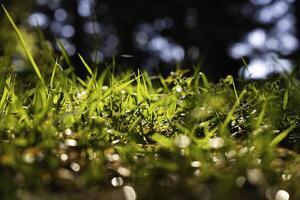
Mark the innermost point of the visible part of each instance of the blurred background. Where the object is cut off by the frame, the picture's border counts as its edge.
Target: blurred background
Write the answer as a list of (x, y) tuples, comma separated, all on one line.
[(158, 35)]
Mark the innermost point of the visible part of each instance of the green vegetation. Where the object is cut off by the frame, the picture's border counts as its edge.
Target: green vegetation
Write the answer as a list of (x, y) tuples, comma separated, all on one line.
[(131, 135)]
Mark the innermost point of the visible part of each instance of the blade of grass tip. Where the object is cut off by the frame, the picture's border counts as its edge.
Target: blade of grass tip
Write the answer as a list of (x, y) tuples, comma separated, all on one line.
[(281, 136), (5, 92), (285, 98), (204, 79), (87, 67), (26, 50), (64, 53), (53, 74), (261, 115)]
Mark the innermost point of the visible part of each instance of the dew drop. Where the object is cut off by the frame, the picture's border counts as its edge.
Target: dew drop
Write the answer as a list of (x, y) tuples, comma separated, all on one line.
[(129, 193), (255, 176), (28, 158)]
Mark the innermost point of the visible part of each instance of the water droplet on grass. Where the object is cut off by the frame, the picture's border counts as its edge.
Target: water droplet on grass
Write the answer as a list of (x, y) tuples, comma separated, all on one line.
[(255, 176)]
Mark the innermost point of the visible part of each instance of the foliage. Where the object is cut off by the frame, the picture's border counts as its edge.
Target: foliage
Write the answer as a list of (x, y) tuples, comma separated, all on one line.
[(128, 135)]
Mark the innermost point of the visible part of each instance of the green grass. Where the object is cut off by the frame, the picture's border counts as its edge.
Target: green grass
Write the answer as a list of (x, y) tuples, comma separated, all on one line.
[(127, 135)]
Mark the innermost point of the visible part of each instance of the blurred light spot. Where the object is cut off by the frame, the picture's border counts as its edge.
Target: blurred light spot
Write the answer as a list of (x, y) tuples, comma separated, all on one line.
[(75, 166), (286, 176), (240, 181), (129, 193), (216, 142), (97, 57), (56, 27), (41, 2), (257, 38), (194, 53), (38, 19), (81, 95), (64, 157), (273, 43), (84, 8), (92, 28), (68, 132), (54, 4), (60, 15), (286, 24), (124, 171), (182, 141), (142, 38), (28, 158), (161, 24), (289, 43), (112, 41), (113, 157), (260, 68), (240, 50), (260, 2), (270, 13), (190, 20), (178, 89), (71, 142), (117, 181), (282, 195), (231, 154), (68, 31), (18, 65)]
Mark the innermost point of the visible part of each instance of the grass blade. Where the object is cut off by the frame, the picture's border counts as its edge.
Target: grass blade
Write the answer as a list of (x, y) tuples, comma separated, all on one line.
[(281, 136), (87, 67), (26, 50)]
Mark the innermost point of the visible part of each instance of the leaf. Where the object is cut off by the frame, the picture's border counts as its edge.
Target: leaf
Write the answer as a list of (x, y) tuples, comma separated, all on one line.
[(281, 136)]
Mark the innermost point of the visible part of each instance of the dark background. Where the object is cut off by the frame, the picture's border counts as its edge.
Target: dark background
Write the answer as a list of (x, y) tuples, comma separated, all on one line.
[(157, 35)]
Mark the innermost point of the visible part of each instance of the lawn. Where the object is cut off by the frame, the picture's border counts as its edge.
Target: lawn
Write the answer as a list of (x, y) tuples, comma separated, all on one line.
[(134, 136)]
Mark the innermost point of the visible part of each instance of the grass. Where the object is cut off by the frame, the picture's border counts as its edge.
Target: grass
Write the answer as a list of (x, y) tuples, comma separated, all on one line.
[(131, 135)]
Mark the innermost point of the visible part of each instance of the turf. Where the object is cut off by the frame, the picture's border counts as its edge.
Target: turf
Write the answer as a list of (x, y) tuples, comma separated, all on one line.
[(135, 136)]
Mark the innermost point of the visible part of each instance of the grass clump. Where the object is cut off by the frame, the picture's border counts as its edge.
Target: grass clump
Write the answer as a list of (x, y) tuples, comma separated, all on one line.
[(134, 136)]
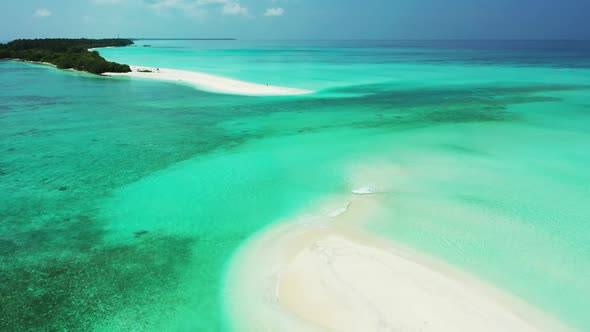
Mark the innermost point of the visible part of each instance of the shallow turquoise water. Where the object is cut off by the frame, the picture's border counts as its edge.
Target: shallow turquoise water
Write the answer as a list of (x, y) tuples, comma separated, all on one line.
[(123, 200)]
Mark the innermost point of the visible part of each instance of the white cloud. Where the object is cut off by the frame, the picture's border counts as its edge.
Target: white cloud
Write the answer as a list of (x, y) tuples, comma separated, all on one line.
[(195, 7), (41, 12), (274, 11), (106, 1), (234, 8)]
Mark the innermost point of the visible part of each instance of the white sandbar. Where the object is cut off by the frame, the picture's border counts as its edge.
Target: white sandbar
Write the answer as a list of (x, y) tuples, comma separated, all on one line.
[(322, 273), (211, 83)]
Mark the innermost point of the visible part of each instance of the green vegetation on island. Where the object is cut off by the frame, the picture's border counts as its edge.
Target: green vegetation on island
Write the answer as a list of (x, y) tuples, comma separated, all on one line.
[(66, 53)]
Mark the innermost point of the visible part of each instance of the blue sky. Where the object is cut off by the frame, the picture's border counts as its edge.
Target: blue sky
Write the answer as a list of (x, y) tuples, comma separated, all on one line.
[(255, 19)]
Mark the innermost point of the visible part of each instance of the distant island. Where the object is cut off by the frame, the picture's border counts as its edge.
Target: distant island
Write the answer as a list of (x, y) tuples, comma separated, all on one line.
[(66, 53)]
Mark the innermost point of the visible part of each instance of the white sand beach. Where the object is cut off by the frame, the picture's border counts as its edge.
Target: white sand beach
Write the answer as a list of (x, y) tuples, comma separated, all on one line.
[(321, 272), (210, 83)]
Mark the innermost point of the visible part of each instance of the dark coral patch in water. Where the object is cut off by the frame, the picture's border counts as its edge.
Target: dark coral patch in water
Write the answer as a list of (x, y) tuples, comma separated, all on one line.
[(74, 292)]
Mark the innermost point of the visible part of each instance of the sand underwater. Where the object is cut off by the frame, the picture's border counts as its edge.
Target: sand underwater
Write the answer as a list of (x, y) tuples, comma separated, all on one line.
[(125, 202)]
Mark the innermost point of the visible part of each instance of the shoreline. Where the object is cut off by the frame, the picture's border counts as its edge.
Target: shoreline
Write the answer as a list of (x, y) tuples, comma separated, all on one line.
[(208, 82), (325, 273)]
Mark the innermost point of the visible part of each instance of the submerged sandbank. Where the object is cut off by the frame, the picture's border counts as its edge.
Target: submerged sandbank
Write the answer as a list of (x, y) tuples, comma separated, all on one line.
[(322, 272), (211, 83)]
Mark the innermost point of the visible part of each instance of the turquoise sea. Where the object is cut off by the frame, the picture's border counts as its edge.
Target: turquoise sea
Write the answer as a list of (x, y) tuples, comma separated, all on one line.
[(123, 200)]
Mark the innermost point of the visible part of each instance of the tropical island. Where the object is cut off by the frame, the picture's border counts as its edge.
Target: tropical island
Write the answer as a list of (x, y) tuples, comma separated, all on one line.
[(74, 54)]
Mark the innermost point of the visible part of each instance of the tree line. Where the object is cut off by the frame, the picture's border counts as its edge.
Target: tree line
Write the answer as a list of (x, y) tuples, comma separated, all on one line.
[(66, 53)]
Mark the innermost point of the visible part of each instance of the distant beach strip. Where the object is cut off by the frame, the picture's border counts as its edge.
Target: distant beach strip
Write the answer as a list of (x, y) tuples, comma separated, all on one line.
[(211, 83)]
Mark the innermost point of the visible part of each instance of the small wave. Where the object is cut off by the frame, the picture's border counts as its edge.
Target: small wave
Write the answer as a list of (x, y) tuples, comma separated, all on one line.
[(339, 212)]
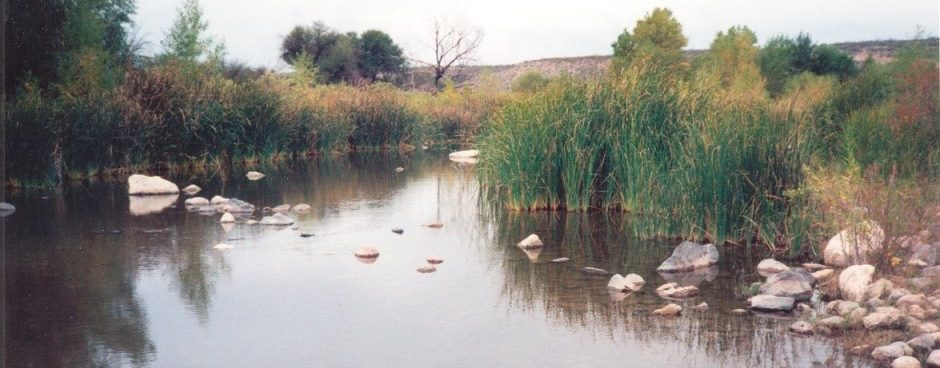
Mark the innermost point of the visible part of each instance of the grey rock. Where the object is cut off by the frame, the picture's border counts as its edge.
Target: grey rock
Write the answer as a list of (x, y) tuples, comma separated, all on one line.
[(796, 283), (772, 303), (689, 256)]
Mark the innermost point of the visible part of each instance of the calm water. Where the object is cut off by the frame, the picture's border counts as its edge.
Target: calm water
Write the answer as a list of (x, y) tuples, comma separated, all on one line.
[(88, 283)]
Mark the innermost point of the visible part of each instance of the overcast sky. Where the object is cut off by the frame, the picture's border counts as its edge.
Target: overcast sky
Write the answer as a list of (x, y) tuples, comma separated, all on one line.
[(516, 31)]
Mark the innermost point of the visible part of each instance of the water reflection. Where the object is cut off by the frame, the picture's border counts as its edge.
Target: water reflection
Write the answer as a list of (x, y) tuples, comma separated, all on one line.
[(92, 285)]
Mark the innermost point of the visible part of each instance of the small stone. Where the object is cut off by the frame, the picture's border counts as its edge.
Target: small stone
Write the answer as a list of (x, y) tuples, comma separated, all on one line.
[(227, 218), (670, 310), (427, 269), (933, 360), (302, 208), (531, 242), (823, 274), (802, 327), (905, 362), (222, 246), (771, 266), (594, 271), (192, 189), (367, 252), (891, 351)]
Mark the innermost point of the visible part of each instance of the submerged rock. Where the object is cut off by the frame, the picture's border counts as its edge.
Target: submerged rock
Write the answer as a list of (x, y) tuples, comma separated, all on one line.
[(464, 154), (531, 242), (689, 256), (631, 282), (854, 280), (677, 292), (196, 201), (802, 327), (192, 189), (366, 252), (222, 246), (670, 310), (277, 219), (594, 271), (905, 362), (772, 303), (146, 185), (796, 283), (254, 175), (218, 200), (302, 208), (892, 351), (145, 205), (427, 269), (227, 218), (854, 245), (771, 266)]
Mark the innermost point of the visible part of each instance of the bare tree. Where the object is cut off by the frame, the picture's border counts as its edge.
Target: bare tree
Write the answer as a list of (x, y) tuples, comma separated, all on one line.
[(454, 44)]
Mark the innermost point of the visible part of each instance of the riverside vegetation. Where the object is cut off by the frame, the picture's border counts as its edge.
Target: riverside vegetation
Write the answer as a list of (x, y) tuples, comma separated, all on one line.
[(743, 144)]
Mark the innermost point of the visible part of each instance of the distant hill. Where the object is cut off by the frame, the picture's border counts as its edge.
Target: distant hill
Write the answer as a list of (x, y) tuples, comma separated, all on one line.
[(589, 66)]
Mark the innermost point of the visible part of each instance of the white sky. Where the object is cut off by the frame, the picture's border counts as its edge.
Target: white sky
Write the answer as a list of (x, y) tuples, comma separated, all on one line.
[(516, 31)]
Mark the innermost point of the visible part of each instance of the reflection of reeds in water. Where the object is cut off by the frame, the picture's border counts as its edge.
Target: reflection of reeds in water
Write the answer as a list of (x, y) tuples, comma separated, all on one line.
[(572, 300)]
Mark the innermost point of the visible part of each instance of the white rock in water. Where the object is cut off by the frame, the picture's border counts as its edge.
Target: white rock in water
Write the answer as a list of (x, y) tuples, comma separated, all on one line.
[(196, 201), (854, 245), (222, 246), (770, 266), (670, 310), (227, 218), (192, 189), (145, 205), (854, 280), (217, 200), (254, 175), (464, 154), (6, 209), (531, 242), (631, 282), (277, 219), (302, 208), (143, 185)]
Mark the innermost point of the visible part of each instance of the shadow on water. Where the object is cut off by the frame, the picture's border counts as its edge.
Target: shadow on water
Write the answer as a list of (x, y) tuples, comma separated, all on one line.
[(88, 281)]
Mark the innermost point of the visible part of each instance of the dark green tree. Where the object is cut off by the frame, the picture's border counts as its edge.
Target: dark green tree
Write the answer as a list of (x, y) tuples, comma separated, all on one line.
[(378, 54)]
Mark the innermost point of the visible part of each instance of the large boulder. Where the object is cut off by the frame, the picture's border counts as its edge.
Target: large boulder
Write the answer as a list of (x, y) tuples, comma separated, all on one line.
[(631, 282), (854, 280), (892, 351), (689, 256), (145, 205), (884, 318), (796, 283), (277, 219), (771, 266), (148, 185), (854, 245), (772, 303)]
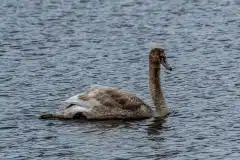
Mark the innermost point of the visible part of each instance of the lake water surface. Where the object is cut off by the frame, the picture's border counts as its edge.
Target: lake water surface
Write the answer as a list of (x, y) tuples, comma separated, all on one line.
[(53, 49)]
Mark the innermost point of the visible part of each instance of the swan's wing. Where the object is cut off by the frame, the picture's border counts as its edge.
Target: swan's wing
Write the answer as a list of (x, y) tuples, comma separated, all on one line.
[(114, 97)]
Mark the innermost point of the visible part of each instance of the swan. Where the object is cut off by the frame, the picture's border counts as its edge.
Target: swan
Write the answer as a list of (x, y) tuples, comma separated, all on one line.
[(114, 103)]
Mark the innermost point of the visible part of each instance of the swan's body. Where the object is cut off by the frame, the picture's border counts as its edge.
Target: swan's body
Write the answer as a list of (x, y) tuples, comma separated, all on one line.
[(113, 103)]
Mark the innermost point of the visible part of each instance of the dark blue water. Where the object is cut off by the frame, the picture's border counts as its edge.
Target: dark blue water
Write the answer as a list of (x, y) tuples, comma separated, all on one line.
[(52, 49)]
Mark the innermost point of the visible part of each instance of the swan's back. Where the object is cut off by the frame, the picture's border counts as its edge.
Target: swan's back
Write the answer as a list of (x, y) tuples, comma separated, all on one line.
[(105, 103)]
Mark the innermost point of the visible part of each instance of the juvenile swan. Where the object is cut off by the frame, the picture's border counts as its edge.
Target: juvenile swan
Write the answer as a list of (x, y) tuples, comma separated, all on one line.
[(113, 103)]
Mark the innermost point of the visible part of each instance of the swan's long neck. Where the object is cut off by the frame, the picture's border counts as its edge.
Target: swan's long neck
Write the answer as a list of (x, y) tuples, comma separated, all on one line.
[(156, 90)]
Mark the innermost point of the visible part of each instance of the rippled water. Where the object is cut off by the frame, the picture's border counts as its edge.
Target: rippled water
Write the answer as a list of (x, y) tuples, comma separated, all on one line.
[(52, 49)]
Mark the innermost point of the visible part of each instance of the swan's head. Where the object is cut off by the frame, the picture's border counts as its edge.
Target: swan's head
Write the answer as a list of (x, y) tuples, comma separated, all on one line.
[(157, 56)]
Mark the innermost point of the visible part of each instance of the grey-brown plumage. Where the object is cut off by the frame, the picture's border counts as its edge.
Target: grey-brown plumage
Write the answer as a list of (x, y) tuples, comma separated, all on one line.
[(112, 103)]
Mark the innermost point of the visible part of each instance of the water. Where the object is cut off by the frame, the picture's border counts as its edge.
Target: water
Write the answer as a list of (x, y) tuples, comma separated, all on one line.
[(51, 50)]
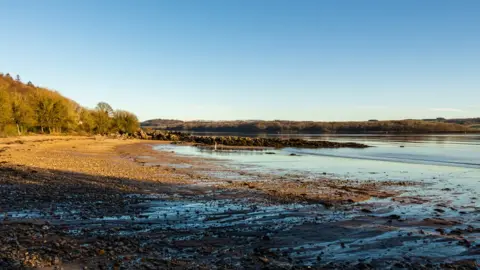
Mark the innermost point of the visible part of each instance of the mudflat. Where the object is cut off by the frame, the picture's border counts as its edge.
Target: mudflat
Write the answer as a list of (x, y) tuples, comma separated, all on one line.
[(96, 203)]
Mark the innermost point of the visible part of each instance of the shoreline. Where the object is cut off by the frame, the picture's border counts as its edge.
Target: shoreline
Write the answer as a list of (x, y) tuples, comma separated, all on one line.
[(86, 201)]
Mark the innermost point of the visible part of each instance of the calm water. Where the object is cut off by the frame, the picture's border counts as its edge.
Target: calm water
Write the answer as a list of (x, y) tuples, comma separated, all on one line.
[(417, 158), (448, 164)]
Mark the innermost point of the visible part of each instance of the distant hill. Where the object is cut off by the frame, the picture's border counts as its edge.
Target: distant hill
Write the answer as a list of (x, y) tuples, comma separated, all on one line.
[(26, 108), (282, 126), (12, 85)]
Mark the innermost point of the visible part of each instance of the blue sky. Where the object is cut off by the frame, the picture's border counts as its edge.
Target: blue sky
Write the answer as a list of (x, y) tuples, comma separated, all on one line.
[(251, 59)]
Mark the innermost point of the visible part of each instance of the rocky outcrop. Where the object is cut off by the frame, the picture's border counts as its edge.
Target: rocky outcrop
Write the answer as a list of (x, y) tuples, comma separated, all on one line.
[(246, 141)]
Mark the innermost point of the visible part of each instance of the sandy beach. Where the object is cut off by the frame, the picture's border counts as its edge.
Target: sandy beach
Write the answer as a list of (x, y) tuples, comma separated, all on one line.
-*-
▶ STATED PROBLEM
Reproduce everything in the records from the line containing "the water reflection." down to the line containing "[(589, 66)]", substituting "central" for each occurrence of "innermost" and leaving all else unchanged.

▶ RESPONSE BELOW
Mark the central point of the visible part of each instance of the water reflection. Where the object is cut off by the frame, the picture's border counts as its edge.
Target: water reflection
Write the answer as a list of (x, y) tuples, comma separated, all on one line.
[(92, 285)]
Mark the central point of the visible part of each instance of the small stone. Where the object is cut off by the frame, the picture's border counts as its edge.
Target: small stone
Write the answer as a list of (x, y) tuples, comma separated, all on one line.
[(227, 218), (670, 310), (427, 269), (933, 360), (302, 208), (531, 242), (823, 274), (802, 327), (905, 362), (222, 246), (771, 266), (594, 271), (192, 189), (367, 252), (891, 351)]
Mark the central point of the visible part of each instance of the submerged rock. Where the object is cut off by the frame, the picture's border counts as its edge.
Target: submerged rock
Write the answer as a list of (x, y) tuples, comma separated, all on one line.
[(464, 154), (531, 242), (689, 256), (631, 282), (854, 280), (677, 292), (196, 201), (802, 327), (192, 189), (366, 252), (222, 246), (670, 310), (277, 219), (594, 271), (905, 362), (772, 303), (146, 185), (796, 283), (254, 175), (218, 200), (302, 208), (892, 351), (145, 205), (427, 269), (227, 218), (854, 245), (771, 266)]
Mark the central point of the visible part of each instance of the bare tree. Where the object is cut off by the frame, the picture's border counts as its edge.
Target: bare tree
Write the answer as a list of (x, y) tuples, comma separated, all on one line.
[(454, 44)]
Mark the central point of the visible part of each instance of the riverside vegetation. Where the object is cut off by the frame, the picture's border counts as its edge.
Target: riverside vegetation
Write the answer as a list of (x, y) tuples, comma separated, all on one line.
[(743, 144)]
Mark the central point of the visible part of each instance of the distant hill. Where the object is cut off by the frame, the picture's border counts as its edge.
Target: distant hill
Write the answer as a list of (x, y) tuples, comma separated, all on one line.
[(589, 66)]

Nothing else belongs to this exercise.